◆ **EXERCISE DESCRIPTION**
Where a line below holds the string "metal", that line goes into the answer.

══════

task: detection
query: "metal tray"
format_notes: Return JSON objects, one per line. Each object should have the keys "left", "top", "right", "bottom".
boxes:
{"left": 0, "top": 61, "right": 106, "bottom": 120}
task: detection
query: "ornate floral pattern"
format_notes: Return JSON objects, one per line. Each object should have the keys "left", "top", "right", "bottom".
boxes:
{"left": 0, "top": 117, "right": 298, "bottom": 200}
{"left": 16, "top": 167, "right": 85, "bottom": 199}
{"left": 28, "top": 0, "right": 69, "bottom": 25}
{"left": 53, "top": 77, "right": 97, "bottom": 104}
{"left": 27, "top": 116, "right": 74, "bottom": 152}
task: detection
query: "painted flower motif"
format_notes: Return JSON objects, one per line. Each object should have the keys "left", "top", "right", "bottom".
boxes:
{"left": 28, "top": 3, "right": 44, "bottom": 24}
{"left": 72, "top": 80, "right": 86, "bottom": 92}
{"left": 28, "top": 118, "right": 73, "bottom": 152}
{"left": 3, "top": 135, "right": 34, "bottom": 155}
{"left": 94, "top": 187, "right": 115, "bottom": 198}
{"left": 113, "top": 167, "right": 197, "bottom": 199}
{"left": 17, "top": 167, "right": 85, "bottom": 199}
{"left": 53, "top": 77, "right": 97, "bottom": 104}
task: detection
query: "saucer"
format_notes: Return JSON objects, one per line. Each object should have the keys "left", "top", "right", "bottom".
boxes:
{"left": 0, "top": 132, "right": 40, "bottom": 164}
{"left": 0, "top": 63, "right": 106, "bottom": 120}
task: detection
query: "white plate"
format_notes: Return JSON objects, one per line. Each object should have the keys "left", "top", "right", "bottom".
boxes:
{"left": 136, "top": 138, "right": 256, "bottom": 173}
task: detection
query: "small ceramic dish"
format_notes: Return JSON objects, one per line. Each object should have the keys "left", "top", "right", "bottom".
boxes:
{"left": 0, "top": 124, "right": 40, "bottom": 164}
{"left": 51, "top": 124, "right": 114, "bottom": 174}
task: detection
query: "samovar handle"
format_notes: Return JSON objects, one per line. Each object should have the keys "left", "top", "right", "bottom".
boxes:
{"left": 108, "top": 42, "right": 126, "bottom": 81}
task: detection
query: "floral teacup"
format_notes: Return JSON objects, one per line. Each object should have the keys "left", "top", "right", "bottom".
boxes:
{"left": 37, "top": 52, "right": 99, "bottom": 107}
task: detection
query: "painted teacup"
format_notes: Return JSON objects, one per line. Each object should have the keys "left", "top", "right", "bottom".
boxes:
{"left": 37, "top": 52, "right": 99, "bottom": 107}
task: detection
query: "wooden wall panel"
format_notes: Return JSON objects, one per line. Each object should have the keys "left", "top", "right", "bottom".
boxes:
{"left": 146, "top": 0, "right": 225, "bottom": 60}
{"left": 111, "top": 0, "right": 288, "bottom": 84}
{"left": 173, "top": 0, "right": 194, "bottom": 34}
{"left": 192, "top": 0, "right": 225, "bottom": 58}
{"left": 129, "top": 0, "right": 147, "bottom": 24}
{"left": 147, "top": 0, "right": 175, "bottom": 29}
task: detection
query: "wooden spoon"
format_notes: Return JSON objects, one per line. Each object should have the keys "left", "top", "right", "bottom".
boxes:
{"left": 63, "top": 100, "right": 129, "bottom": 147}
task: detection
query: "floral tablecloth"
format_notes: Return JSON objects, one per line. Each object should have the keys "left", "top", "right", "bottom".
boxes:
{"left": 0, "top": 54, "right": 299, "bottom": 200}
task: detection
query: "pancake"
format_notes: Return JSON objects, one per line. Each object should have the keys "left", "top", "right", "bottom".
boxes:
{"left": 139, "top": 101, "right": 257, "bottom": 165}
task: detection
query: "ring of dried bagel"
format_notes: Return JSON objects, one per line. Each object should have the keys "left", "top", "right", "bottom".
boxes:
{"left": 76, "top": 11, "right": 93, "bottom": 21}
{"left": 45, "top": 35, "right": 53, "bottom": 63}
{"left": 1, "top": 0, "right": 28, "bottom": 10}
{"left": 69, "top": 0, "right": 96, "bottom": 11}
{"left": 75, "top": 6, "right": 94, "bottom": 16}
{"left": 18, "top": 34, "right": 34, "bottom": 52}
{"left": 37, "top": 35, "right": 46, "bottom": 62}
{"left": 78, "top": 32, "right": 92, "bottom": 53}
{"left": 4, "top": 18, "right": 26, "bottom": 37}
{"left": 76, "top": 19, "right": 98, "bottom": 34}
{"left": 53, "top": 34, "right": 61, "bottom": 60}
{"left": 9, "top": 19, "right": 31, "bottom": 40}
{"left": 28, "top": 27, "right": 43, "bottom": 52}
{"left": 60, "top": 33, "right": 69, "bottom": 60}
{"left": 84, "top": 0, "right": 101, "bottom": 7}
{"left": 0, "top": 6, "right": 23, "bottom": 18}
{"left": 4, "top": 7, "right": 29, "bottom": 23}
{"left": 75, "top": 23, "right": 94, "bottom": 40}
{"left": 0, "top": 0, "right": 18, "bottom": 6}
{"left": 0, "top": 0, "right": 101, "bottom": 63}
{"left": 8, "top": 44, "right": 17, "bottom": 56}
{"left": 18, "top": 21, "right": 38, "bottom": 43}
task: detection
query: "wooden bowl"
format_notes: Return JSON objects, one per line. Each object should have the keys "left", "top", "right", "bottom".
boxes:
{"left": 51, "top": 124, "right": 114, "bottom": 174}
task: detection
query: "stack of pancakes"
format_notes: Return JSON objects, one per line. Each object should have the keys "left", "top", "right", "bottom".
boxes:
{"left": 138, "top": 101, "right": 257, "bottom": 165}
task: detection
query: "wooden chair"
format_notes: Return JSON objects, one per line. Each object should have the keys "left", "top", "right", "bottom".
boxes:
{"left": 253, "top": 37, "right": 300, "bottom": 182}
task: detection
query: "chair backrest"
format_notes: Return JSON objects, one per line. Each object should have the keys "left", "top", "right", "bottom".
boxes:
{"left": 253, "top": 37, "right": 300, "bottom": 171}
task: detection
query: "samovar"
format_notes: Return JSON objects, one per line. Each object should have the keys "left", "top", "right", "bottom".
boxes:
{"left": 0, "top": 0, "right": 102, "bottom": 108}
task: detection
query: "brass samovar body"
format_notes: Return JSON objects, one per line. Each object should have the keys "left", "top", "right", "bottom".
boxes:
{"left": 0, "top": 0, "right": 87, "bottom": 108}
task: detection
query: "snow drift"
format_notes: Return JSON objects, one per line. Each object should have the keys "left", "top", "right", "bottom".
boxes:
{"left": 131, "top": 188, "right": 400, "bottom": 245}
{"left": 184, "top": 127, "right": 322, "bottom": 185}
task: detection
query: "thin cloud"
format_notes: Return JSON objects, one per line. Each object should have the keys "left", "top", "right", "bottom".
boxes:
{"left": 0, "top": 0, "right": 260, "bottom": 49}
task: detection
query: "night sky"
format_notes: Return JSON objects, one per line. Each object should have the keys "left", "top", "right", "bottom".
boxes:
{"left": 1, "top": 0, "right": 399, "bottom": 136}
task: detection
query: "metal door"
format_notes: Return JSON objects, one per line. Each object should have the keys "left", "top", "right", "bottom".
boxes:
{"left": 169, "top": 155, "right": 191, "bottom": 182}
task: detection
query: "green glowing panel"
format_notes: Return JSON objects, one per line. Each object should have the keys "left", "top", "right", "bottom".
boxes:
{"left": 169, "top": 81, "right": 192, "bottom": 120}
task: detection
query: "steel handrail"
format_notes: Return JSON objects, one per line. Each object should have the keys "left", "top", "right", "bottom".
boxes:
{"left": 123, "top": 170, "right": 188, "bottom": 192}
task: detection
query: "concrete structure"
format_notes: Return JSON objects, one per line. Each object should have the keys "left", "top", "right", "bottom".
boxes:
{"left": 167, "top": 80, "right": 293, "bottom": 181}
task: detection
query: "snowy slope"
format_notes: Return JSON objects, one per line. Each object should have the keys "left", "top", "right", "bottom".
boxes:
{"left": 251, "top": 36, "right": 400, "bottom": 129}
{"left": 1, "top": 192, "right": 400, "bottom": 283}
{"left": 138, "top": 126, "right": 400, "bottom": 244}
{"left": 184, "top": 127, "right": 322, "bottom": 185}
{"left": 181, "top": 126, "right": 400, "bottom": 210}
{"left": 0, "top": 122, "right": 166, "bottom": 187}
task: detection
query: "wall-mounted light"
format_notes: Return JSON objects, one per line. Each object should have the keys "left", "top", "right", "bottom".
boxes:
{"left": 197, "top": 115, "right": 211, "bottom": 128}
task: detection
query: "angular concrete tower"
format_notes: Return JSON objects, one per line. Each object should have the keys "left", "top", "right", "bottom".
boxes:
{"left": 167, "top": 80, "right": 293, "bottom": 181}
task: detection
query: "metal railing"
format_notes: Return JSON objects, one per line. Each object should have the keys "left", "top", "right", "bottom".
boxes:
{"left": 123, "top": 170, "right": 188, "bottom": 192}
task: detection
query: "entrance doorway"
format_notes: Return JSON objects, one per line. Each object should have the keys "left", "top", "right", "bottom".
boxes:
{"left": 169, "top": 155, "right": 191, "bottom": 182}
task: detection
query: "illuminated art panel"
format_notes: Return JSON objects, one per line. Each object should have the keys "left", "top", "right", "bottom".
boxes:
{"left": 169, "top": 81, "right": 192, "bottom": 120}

══════

◆ **ANSWER SECTION**
query: "metal tray"
query: "metal door"
query: "metal railing"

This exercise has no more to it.